▶ _Reading passage_
⁂

Ms. Gould received a B.S. in Engineering from Duke University (magna cum laude) and an MBA from The Fuqua School of Business at Duke University, where she was a Fuqua Scholar.
|Skills & Qualifications
|Ms. Gould’s qualifications to serve as a director include her leadership experience and asset allocation expertise and her extensive experience evaluating and monitoring energy and natural resource investments.
|We urge stockholders to vote FOR ALL three of the Nominees on the GOLD proxy card.
Except as stated above, none of the organizations or corporations referenced above is a parent, subsidiary or other affiliate of the Company. We believe that, if elected, each of the Nominees will be considered an independent director of the Company under (i) the Company’s Corporate Governance Guidelines, as amended December 6, 2017; (ii) Rule 5605(a) of NASDAQ’s Listing Rules; and (iii) paragraph (a)(1) of Item 407 of Regulation S-K. Under the NASDAQ Listing Rules, however, a final determination as to the independence of the Nominees will not be made until after their election and appointment to the Board.
We refer stockholders to the Company’s Proxy Statement for the biographies and other important information regarding the members of the Board in the classes of directors that are not up for election at the Annual Meeting.

⁂

▶ _Supplied entries_
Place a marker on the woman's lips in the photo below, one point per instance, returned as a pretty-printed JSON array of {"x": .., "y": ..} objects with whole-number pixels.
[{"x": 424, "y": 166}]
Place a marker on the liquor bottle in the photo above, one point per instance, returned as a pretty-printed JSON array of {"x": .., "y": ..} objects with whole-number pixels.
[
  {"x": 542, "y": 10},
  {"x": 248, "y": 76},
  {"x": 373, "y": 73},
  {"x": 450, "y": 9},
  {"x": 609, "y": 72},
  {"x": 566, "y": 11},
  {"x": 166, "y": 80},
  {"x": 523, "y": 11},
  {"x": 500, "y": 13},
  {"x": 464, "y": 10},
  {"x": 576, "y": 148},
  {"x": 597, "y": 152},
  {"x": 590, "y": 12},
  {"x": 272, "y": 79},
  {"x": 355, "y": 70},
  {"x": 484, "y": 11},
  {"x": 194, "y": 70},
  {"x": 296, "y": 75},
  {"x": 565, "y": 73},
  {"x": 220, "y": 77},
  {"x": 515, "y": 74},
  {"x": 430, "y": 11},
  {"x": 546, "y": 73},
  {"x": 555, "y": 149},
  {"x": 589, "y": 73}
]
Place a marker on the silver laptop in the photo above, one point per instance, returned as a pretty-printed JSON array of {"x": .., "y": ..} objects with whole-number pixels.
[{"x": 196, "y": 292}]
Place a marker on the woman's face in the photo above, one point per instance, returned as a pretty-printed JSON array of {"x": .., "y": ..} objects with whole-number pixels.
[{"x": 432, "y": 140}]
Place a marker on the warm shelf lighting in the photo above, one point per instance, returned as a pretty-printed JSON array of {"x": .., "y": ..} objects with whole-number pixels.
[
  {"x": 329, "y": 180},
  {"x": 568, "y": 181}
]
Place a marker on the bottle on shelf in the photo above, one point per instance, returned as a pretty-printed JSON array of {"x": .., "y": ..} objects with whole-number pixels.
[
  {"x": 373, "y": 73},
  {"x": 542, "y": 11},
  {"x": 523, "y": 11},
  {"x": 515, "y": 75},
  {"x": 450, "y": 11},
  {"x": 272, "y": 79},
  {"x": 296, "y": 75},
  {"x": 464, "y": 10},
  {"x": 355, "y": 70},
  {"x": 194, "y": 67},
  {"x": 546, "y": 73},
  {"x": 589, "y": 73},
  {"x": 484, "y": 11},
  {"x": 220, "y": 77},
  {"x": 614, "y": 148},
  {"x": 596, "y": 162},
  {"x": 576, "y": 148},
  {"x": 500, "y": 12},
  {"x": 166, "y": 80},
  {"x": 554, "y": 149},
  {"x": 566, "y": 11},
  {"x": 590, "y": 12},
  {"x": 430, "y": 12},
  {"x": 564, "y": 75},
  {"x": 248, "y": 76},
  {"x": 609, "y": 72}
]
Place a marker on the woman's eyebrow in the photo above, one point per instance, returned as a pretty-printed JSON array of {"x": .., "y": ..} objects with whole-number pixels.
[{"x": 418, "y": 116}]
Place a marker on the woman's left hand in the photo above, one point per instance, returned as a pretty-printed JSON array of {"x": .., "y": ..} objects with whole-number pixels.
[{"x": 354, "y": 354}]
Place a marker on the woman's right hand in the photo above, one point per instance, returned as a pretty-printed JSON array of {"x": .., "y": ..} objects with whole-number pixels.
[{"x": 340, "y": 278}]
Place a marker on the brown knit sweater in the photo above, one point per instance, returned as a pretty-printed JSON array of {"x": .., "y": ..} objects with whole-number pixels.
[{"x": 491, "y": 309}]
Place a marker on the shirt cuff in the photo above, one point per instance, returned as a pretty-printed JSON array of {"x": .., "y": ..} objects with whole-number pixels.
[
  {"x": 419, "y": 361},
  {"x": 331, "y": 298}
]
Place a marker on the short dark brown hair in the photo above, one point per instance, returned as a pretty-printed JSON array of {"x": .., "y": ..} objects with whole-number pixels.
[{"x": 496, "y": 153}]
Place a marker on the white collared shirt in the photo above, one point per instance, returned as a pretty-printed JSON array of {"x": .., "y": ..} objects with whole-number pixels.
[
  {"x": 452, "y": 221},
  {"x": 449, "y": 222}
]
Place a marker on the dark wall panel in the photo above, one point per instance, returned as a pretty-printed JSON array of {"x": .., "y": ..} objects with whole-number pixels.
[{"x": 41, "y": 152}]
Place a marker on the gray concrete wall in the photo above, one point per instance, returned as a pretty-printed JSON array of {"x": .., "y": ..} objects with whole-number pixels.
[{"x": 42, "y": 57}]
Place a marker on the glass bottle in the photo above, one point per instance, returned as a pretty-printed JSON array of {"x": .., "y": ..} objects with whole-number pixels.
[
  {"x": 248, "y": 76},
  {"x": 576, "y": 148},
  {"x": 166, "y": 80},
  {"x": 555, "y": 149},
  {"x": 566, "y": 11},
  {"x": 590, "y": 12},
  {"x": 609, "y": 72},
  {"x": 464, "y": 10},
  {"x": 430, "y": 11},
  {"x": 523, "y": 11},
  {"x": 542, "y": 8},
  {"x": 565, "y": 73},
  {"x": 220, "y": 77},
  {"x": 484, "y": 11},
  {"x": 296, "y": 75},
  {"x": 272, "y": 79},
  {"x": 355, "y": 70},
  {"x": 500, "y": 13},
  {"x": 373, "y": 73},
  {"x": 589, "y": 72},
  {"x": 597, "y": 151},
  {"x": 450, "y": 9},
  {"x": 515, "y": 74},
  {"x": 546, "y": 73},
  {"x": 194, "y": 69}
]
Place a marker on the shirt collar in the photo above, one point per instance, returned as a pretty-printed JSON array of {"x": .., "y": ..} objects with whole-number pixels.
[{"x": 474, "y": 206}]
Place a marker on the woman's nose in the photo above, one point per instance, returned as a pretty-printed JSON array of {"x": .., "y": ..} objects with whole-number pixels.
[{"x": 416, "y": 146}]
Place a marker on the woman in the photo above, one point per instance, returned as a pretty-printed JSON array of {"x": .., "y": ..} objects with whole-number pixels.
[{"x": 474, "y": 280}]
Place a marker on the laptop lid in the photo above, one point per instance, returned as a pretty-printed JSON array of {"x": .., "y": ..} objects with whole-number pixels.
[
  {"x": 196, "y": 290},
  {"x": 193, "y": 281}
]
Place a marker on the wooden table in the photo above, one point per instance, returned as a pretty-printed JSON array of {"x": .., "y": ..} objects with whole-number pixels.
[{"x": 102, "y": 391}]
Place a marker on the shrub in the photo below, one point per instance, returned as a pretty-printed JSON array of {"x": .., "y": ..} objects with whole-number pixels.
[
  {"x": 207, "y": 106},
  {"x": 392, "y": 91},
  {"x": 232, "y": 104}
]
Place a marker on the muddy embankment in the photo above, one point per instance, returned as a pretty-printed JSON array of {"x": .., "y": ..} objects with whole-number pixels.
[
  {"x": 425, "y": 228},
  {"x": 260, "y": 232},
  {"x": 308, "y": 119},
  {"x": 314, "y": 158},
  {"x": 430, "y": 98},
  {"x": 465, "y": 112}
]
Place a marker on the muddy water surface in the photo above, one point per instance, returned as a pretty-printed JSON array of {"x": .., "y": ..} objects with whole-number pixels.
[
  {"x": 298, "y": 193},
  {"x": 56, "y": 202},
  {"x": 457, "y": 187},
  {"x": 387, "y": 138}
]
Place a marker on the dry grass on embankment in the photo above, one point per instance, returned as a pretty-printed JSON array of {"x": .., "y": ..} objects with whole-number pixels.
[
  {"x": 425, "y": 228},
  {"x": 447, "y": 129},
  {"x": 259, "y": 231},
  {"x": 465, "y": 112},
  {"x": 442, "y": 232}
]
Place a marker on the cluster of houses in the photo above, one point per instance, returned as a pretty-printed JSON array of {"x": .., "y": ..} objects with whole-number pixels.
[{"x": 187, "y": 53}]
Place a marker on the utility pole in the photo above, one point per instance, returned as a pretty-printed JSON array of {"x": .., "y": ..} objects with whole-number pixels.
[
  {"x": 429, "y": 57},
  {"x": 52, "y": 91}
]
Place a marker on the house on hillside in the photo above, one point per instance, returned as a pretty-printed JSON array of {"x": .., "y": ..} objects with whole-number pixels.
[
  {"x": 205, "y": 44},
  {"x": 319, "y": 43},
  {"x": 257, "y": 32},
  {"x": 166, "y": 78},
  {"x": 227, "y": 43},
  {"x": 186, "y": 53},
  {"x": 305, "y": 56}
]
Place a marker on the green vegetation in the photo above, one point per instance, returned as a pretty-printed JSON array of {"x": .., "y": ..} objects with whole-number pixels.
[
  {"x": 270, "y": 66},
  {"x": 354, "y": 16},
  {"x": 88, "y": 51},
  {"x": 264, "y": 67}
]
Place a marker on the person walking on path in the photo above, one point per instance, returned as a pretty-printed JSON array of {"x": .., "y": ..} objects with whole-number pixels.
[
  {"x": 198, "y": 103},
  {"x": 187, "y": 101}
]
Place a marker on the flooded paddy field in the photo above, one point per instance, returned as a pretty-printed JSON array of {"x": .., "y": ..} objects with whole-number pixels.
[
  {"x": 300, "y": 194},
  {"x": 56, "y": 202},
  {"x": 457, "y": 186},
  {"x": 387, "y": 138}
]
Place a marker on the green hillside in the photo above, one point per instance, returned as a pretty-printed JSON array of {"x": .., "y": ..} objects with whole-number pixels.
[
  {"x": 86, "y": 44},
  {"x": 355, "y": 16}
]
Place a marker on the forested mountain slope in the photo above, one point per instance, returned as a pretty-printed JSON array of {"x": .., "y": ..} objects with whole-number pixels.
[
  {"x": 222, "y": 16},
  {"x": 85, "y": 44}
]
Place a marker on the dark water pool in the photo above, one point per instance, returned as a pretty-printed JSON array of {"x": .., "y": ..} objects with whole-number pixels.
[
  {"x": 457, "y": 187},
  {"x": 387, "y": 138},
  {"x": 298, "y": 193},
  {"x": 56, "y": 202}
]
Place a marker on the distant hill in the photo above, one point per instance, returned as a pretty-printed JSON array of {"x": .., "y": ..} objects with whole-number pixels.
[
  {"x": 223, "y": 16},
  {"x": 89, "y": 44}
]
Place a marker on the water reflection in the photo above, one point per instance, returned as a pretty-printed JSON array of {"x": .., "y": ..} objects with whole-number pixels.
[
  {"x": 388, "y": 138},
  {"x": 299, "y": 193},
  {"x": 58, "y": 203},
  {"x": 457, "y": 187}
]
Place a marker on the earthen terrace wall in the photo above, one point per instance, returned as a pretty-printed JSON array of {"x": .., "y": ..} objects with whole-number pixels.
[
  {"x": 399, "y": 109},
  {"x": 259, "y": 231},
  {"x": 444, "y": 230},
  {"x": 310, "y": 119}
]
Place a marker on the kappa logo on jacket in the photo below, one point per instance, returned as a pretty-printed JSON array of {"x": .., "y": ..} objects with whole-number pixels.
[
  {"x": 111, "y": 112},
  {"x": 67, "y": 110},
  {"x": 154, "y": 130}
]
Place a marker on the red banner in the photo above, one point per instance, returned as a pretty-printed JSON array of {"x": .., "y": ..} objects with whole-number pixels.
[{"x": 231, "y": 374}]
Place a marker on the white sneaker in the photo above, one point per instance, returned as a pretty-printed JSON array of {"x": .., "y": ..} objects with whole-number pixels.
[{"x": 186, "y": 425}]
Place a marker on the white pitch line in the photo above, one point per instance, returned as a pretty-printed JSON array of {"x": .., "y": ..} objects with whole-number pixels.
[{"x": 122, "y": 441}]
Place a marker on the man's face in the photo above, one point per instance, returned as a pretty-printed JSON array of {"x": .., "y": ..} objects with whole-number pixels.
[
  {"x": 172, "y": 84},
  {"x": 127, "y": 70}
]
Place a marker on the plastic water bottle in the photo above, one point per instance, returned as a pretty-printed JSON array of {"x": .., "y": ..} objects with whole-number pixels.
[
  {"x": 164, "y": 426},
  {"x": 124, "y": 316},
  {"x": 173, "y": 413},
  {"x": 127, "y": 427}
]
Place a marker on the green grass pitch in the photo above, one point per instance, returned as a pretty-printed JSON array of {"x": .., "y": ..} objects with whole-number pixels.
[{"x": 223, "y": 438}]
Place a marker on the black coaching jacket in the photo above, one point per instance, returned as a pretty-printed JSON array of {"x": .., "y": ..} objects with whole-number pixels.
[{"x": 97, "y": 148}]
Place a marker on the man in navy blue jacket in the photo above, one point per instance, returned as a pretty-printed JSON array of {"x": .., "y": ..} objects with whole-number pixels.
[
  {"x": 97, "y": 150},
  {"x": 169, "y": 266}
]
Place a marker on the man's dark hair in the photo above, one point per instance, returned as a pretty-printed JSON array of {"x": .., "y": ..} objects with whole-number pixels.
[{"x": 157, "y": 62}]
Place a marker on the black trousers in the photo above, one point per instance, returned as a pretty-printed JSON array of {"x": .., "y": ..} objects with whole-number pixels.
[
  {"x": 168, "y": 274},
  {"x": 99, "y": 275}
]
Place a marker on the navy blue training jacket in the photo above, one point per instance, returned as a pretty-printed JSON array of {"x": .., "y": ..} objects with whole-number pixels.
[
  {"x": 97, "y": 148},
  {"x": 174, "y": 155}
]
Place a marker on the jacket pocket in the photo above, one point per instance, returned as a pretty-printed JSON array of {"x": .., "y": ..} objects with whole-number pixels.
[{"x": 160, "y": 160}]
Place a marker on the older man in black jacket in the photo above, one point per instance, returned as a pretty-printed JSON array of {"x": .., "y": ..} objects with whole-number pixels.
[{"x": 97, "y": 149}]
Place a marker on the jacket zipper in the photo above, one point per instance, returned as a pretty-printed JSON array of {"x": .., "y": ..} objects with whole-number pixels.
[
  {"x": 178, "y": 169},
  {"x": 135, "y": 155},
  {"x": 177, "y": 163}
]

⁂

▶ _Task goal_
Translate this sentence from the proxy statement excerpt into Spanish: "Ms. Gould’s qualifications to serve as a director include her leadership experience and asset allocation expertise and her extensive experience evaluating and monitoring energy and natural resource investments."

▶ _Written solution_
Las cualificaciones de la Sra. Gould para desempeñarse como consejera incluyen su experiencia en liderazgo y su pericia en asignación de activos, así como su amplia experiencia en la evaluación y el seguimiento de inversiones en energía y recursos naturales.